DOCUMENT PASSAGE |
Segment Open

Publication bias evaluation

Begg’s funnel plot and Egger’s linear regression test were performed to assess the publication bias of the included studies. The shapes of the funnel plots of mortality did not reveal any evidence of obvious asymmetry (Fig. 6). Egger’s test also displayed no significant statistical evidence of publication bias with regard to mortality (t=−1.02, P= 0.327).

Discussion

Previous meta-analyses (1113) have attempted to evaluate the effects of artificial and bioartificial LSSs on the clinical outcomes in patients with AHF and AOCHF; however, the results were inconclusive due to small sample sizes, different study designs, methodological limitations and a wide variety of observed outcome measures. In the meta-analysis by Kjaergard et al in 2003 (12), it was revealed that artificial LSSs reduced mortality in patients with AOCHF, while neither artificial nor bioartificial LSSs appeared to affect mortality in patients with AHF. Results from another meta-analysis by Liu et al (11) also indicated that artificial LSSs reduced mortality in patients with AOCHF; however, there appeared to be no correlation between the use of artificial or bioartificial LSSs and reductions in mortality in patients with AHF (11). By contrast, in the meta-analysis performed by Stutchfield et al (13) in 2011, it was demonstrated that artificial and bioartificial LSSs appeared to improve survival in patients with AHF, although not in patients with AOCHF (13). Therefore, it was imperative to conduct a more systematic and comprehensive meta-analysis to reassess the effects of artificial and bioartificial LSSs on the clinical outcomes of patients with different types of hepatic failure.

In the present study, compared with previous meta-analyses, more stringent inclusion criteria were used (only RCTs were evaluated), more studies were included (19 versus 12 in the analyses by Kjaergard et al and Liu et al, respectively, and eight in the analysis by Stutchfield et al), more patients were assessed (566 with AHF and 371 with AOCHF) and a wider range of eligible articles were analyzed (from 1973 to 2012 compared with from 1973 to 2002 in the study by Kjaergard et al, from 1973 to 2001 in the study by Liu et al and from 1996 to 2007 in the study by Stutchfield et al). The present meta-analysis also evaluated more clinically relevant endpoints (mortality, bridging to transplantation, total bilirubin level, hepatic encephalopathy and bleeding) with greater inferential power. When all available studies were pooled into the present meta-analysis, the results showed that artificial LSS therapy significantly reduced mortality in patients with AOCHF; however, it had no apparent effect on total mortality in patients with AHF. The findings from this meta-analysis were consistent with the previous studies conducted by Kjaergard et al (12) and Liu et al (11), suggesting that no survival benefits may be derived from artificial LSS therapy for patients with AHF. However, in contrast to the previous meta-analyses, it was observed in the present meta-analysis that the use of bioartificial LSS therapy was correlated with decreased mortality in patients with AHF. Moreover, the current meta-analysis results revealed that there was a significant reduction in the bridging to liver transplantation in patients with AOCHF following artificial LSS therapy, although similar results were not observed in patients with AHF. Significant reductions were observed in total bilirubin levels in the patients with AHF and with AOCHF following artificial LSS therapy, which was consistent with the previous study by Liu et al (11). This indicated that an effective clearance of albumin-bound substances was performed in the liver support device (11). There was no significantly increased risk of hepatic encephalopathy in either the patients with AHF or AOCHF following artificial and bioartificial LSS therapies.

Segment Closed

DATA SHOWN |
Segment Open

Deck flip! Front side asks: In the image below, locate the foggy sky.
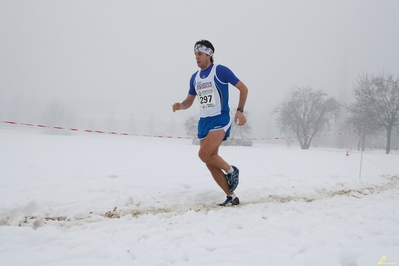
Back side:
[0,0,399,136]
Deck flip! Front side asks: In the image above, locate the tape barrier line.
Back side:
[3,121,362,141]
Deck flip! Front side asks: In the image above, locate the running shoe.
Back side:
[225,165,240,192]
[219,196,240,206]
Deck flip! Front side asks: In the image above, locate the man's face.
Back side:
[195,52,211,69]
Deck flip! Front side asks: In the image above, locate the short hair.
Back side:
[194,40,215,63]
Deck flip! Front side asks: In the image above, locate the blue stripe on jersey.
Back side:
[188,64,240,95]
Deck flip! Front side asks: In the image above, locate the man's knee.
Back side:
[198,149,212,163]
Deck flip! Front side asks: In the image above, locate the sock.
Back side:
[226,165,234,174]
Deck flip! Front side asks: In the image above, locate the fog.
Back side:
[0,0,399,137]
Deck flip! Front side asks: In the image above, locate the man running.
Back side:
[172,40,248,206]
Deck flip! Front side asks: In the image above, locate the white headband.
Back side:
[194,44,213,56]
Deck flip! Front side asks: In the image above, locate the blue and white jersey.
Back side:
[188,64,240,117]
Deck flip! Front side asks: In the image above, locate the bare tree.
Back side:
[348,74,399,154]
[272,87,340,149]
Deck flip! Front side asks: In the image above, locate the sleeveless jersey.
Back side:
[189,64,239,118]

Segment Closed
Segment Open

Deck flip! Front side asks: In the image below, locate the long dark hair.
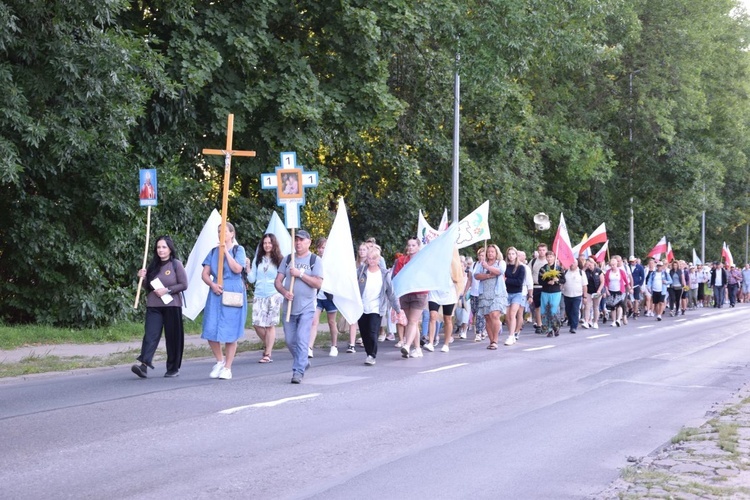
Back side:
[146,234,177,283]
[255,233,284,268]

Segment Closed

REQUIRED ACTION | In the meta-analysis passage on liver support systems, transcribe the text from "Begg’s funnel plot" to "(t=−1.02, P= 0.327).".

SOLUTION FOR THIS TASK |
Begg’s funnel plot and Egger’s linear regression test were performed to assess the publication bias of the included studies. The shapes of the funnel plots of mortality did not reveal any evidence of obvious asymmetry (Fig. 6). Egger’s test also displayed no significant statistical evidence of publication bias with regard to mortality (t=−1.02, P= 0.327).